● **REQUIRED WORK**:
The answer must consist only of the lines in the records below from the line with "193L97 203L57 201V240H76L84" to the line with "box: [23, 210, 94, 256]", both included, copied word for word with every picture left out.

● **DATA TO USE**:
Segment Open

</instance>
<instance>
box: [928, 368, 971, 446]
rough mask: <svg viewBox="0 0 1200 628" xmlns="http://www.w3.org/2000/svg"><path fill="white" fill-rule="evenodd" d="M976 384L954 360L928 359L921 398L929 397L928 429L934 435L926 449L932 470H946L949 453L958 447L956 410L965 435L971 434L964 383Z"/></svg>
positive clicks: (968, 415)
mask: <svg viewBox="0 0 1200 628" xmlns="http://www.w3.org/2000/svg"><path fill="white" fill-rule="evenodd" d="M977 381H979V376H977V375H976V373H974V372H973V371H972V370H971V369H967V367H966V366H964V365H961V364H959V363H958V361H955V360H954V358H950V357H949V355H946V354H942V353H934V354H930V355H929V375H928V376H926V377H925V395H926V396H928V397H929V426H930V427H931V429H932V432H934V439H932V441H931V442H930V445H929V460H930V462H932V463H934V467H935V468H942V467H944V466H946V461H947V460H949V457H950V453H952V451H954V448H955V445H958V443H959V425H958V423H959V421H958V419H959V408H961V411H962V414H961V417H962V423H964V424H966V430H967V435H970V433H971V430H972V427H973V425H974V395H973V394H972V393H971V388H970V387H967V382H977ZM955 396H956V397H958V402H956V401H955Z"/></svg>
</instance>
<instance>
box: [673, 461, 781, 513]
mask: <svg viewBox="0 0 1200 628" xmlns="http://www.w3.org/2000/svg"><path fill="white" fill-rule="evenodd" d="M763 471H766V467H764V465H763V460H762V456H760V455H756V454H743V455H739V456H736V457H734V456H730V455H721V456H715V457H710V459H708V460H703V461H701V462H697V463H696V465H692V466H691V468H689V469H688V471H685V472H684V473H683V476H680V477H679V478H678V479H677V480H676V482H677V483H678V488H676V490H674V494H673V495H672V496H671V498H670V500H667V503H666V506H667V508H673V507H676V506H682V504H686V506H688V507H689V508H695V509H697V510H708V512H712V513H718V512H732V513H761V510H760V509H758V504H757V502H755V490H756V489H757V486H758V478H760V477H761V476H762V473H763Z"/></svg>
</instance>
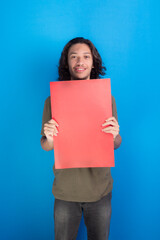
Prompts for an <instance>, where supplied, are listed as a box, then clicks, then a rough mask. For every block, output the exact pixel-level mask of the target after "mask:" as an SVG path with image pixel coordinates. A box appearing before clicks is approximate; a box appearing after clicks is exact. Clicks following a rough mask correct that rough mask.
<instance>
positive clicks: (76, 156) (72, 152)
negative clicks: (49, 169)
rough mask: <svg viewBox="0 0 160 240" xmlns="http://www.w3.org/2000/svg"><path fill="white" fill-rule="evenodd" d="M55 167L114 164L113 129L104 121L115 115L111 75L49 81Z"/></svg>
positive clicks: (105, 166)
mask: <svg viewBox="0 0 160 240" xmlns="http://www.w3.org/2000/svg"><path fill="white" fill-rule="evenodd" d="M50 92H51V111H52V119H54V120H56V122H57V123H58V124H59V126H58V127H57V129H58V134H57V136H53V138H54V157H55V168H56V169H64V168H90V167H114V143H113V135H112V134H111V133H105V132H102V128H104V127H102V124H103V123H104V122H105V120H106V119H107V118H109V117H111V116H112V102H111V86H110V79H109V78H108V79H90V80H70V81H57V82H51V83H50Z"/></svg>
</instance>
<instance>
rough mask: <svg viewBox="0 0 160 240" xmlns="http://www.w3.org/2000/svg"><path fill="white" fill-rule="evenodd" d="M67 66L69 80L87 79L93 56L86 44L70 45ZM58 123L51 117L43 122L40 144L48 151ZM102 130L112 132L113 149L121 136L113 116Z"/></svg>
mask: <svg viewBox="0 0 160 240" xmlns="http://www.w3.org/2000/svg"><path fill="white" fill-rule="evenodd" d="M68 66H69V72H70V75H71V80H89V79H90V73H91V70H92V68H93V67H94V66H93V57H92V53H91V50H90V48H89V46H88V45H87V44H83V43H77V44H74V45H72V46H71V47H70V49H69V52H68ZM57 127H58V123H57V122H56V121H55V120H54V119H51V120H49V121H48V122H47V123H45V124H44V134H45V136H43V137H42V138H41V146H42V148H43V149H44V150H46V151H50V150H52V149H54V143H53V136H57V134H58V129H57ZM102 131H103V132H104V133H105V134H106V133H107V134H108V133H110V134H113V139H114V149H117V148H118V147H119V146H120V144H121V141H122V139H121V136H120V134H119V124H118V122H117V120H116V119H115V117H111V118H108V119H106V120H105V122H104V123H102Z"/></svg>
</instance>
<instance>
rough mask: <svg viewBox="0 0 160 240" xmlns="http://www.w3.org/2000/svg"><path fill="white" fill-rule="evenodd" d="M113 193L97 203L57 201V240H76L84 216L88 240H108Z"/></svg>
mask: <svg viewBox="0 0 160 240" xmlns="http://www.w3.org/2000/svg"><path fill="white" fill-rule="evenodd" d="M111 198H112V192H110V193H108V194H107V195H106V196H104V197H103V198H102V199H100V200H99V201H96V202H68V201H63V200H59V199H55V204H54V230H55V240H76V237H77V233H78V228H79V224H80V221H81V217H82V212H83V216H84V222H85V225H86V227H87V236H88V240H108V236H109V229H110V219H111Z"/></svg>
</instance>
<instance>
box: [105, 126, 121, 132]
mask: <svg viewBox="0 0 160 240" xmlns="http://www.w3.org/2000/svg"><path fill="white" fill-rule="evenodd" d="M112 129H113V130H118V131H119V127H118V126H108V127H105V128H102V130H112Z"/></svg>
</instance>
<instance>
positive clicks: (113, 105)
mask: <svg viewBox="0 0 160 240" xmlns="http://www.w3.org/2000/svg"><path fill="white" fill-rule="evenodd" d="M112 116H113V117H115V119H116V120H117V122H118V116H117V108H116V101H115V98H114V97H113V96H112Z"/></svg>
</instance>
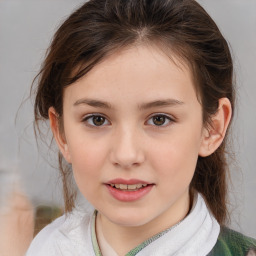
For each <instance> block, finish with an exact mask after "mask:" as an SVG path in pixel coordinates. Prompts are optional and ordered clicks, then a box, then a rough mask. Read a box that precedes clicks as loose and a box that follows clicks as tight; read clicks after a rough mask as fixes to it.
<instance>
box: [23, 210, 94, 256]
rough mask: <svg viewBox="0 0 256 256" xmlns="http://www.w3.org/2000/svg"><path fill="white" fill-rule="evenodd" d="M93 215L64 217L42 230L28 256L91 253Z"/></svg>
mask: <svg viewBox="0 0 256 256" xmlns="http://www.w3.org/2000/svg"><path fill="white" fill-rule="evenodd" d="M91 219H92V214H91V213H85V214H83V216H81V215H79V214H75V213H72V214H69V215H63V216H61V217H59V218H57V219H56V220H55V221H53V222H52V223H51V224H49V225H47V226H46V227H45V228H44V229H42V230H41V231H40V232H39V233H38V235H37V236H36V237H35V238H34V240H33V241H32V243H31V245H30V247H29V249H28V251H27V253H26V256H45V255H47V256H56V255H65V256H69V255H70V256H71V255H73V252H74V250H75V251H79V250H80V251H84V250H88V251H90V248H89V247H90V243H88V241H90V229H91V228H90V225H91Z"/></svg>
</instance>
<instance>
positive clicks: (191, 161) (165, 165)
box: [151, 133, 200, 186]
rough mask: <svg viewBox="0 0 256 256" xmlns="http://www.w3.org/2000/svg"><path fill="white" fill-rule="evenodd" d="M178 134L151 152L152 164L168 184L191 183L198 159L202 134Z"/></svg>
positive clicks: (166, 183)
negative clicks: (176, 135) (199, 147)
mask: <svg viewBox="0 0 256 256" xmlns="http://www.w3.org/2000/svg"><path fill="white" fill-rule="evenodd" d="M193 135H194V136H191V134H190V136H185V135H184V134H183V135H182V136H177V137H176V139H170V140H166V141H165V142H164V143H162V144H160V145H158V147H155V148H156V149H155V150H154V151H152V152H151V159H154V161H153V162H152V165H153V166H154V169H156V170H158V174H159V178H161V179H163V181H164V182H165V183H166V184H167V183H168V184H173V185H174V186H181V185H182V184H189V183H190V181H191V179H192V177H193V175H194V172H195V167H196V163H197V159H198V151H199V146H200V135H198V134H197V133H194V134H193Z"/></svg>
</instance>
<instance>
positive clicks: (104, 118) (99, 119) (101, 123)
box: [93, 116, 105, 126]
mask: <svg viewBox="0 0 256 256" xmlns="http://www.w3.org/2000/svg"><path fill="white" fill-rule="evenodd" d="M104 122H105V118H104V117H102V116H94V117H93V123H94V125H96V126H100V125H103V124H104Z"/></svg>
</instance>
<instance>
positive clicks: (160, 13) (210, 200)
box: [34, 0, 234, 224]
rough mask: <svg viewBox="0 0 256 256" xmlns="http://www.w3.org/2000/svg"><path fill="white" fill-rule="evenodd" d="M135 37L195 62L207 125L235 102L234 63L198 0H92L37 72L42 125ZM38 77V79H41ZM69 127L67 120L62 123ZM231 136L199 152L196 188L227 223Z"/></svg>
mask: <svg viewBox="0 0 256 256" xmlns="http://www.w3.org/2000/svg"><path fill="white" fill-rule="evenodd" d="M135 44H141V45H144V44H147V45H153V44H154V45H155V46H157V47H158V48H159V49H161V50H163V51H164V52H165V53H166V54H168V55H170V56H176V57H178V59H179V60H181V61H183V62H184V63H186V64H187V65H188V67H189V68H190V70H191V71H192V74H193V79H194V84H195V88H196V92H197V94H198V95H199V97H198V98H199V100H200V103H201V105H202V109H203V122H204V125H206V126H209V125H211V117H212V115H214V114H215V113H216V112H217V110H218V102H219V99H220V98H223V97H227V98H228V99H229V101H230V102H231V106H232V109H234V92H233V64H232V58H231V54H230V50H229V47H228V44H227V42H226V40H225V39H224V37H223V36H222V34H221V32H220V31H219V29H218V27H217V26H216V24H215V22H214V21H213V20H212V19H211V17H210V16H209V15H208V14H207V12H206V11H205V10H204V9H203V8H202V7H201V6H200V5H199V4H198V3H197V2H196V1H194V0H164V1H162V0H91V1H89V2H86V3H85V4H84V5H82V6H81V7H80V8H79V9H77V10H76V11H75V12H74V13H72V14H71V15H70V16H69V17H68V18H67V19H66V20H65V21H64V23H63V24H62V25H61V26H60V27H59V28H58V30H57V32H56V33H55V35H54V38H53V40H52V42H51V45H50V47H49V49H48V51H47V54H46V58H45V60H44V62H43V64H42V67H41V70H40V72H39V74H38V75H37V77H36V79H35V80H37V86H36V88H35V89H36V90H35V93H36V98H35V105H34V115H35V128H36V130H37V131H38V132H39V133H40V128H39V121H40V120H47V119H49V116H48V110H49V108H50V107H54V109H55V111H56V112H57V114H58V117H59V125H60V128H61V126H62V115H63V90H64V89H65V88H66V87H67V86H69V85H71V84H72V83H74V82H75V81H76V80H78V79H79V78H81V77H82V76H84V75H86V73H88V72H89V71H90V70H91V69H92V68H93V67H94V66H96V65H97V64H98V63H99V62H101V61H102V60H103V59H105V58H106V57H107V56H109V55H111V54H113V53H114V52H117V51H118V50H122V49H123V48H125V47H131V46H133V45H135ZM34 82H35V81H34ZM34 84H35V83H34ZM62 128H63V127H62ZM226 140H227V139H226V138H224V140H223V143H222V144H221V145H220V147H219V148H218V149H217V150H216V151H215V152H214V153H213V154H212V155H210V156H208V157H199V158H198V161H197V165H196V170H195V174H194V177H193V179H192V182H191V185H190V189H191V190H190V191H192V190H196V191H198V192H200V193H201V194H202V195H203V196H204V198H205V200H206V202H207V205H208V207H209V208H210V210H211V211H212V213H213V214H214V216H215V217H216V219H217V220H218V222H219V223H220V224H223V223H224V222H225V221H226V220H227V217H228V211H227V164H226V153H225V148H226ZM59 169H60V172H61V175H62V178H63V190H64V199H65V210H66V212H70V211H71V210H72V208H73V207H74V199H75V193H74V191H72V189H71V187H70V182H71V181H70V180H71V177H72V175H71V174H72V170H71V168H70V166H68V165H67V164H65V161H64V160H63V157H62V155H61V153H60V152H59Z"/></svg>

Segment Closed

● **EXERCISE SOLUTION**:
rough mask: <svg viewBox="0 0 160 240" xmlns="http://www.w3.org/2000/svg"><path fill="white" fill-rule="evenodd" d="M113 193L97 203L57 201V240H76L84 216L88 240H108Z"/></svg>
mask: <svg viewBox="0 0 160 240" xmlns="http://www.w3.org/2000/svg"><path fill="white" fill-rule="evenodd" d="M111 198H112V192H110V193H108V194H107V195H106V196H104V197H103V198H102V199H100V200H99V201H96V202H68V201H63V200H59V199H55V204H54V230H55V240H76V237H77V233H78V228H79V224H80V221H81V217H82V212H83V216H84V222H85V225H86V227H87V236H88V240H108V236H109V229H110V219H111Z"/></svg>
</instance>
<instance>
box: [105, 126, 121, 132]
mask: <svg viewBox="0 0 160 240" xmlns="http://www.w3.org/2000/svg"><path fill="white" fill-rule="evenodd" d="M112 129H113V130H118V131H119V127H118V126H108V127H105V128H102V130H112Z"/></svg>
</instance>
<instance>
positive clicks: (113, 105)
mask: <svg viewBox="0 0 160 240" xmlns="http://www.w3.org/2000/svg"><path fill="white" fill-rule="evenodd" d="M112 116H113V117H115V119H116V120H117V122H118V116H117V108H116V101H115V98H114V97H113V96H112Z"/></svg>
</instance>
For each <instance> block, finish with an exact mask after "mask:" as an SVG path in pixel coordinates. Prompts are optional and ordered clicks, then a box, then a rough mask. Read a box that precedes clicks as loose and a box that follows clicks as tight; read clicks after a rough mask as fixes to it.
<instance>
box: [23, 210, 94, 256]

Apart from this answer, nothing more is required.